- Dataset excerpts -
○ ○ ○

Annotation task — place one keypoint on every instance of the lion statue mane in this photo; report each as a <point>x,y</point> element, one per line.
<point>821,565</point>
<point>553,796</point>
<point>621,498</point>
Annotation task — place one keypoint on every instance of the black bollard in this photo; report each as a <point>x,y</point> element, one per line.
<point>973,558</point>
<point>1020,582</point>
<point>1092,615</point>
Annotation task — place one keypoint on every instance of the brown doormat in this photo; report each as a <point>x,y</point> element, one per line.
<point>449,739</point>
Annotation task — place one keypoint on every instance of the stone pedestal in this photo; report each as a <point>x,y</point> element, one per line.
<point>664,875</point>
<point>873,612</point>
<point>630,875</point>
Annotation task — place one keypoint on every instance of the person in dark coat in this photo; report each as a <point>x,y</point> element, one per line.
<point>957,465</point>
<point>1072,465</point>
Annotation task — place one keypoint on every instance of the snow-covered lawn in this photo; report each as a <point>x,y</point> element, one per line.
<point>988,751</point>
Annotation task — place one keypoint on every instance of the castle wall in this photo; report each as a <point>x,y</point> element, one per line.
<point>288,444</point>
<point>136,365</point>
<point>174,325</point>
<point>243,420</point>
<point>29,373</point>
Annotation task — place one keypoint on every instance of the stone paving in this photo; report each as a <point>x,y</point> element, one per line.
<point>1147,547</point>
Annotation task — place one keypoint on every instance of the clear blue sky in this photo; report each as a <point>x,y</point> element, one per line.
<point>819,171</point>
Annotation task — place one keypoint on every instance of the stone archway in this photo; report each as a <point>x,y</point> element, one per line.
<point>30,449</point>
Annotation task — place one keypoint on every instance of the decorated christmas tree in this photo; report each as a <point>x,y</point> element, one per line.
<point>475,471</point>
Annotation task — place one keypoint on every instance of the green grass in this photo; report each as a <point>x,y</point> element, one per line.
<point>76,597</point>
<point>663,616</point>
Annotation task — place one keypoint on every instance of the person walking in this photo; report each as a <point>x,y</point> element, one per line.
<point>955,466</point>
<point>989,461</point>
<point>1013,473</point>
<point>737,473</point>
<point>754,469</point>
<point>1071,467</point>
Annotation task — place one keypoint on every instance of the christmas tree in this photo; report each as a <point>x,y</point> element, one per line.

○ ○ ○

A complete, exact copy of the material above is the expected answer.

Annotation task — place one keypoint on every instance of the lion statue mane in this photo; report each as a <point>x,y</point> element, one per line.
<point>821,565</point>
<point>553,796</point>
<point>621,498</point>
Annotation task — place one keypoint on every instance of the black bollard in this photo; report each as a <point>x,y</point> element, one per line.
<point>973,558</point>
<point>1020,582</point>
<point>1092,615</point>
Annotation task — place one keypoint on every instance of the brown doormat in this photo; report each as a <point>x,y</point> element, one per line.
<point>449,739</point>
Annotation task — place one keypoint on every instance of the stone pedestal in this photo; report each as a <point>x,y</point> element, one per line.
<point>664,875</point>
<point>873,612</point>
<point>630,875</point>
Annotation task — place one keypoint on every instance of the person in dark coat in this photo; report each as a <point>x,y</point> element, one per line.
<point>957,465</point>
<point>1072,465</point>
Annotation task — place one keypoint on every instance of the snow-covered lawn in this photo; report each as a <point>x,y</point> element, one per line.
<point>988,751</point>
Annotation task — place one keypoint on every instance of the castle wall in this photo; report each as a <point>x,y</point> element, one per line.
<point>288,444</point>
<point>136,365</point>
<point>174,325</point>
<point>243,420</point>
<point>29,373</point>
Annotation task — place one keypoint on every instance of the stone paving in this photo; report each as a <point>x,y</point> element, one per line.
<point>1147,547</point>
Annotation task — place one keypoint on every instance of the clear blue sky in this photo; report each as a <point>x,y</point> element, one per line.
<point>819,171</point>
Annotation task — place one keypoint on every instance of the stone archway in this photo; report each as a <point>x,y</point> element, one per line.
<point>30,449</point>
Annotation task — place one keypoint on every instance of the decorated christmas tree in this photo; report each as a <point>x,y</point> element, one per line.
<point>475,471</point>
Annotation task — place one keypoint on every instance of the green grass in this photo; report each as a <point>x,y</point> element, one per line.
<point>76,597</point>
<point>663,616</point>
Annotation task — place one keypoint on every instance of the person walking in this photo; report each as a <point>x,y</point> element, one per line.
<point>955,466</point>
<point>989,461</point>
<point>1013,473</point>
<point>737,473</point>
<point>754,469</point>
<point>1071,467</point>
Annotation task — place one keypoint on every instance of the christmas tree in this photo; report each as a <point>x,y</point> element, one per line.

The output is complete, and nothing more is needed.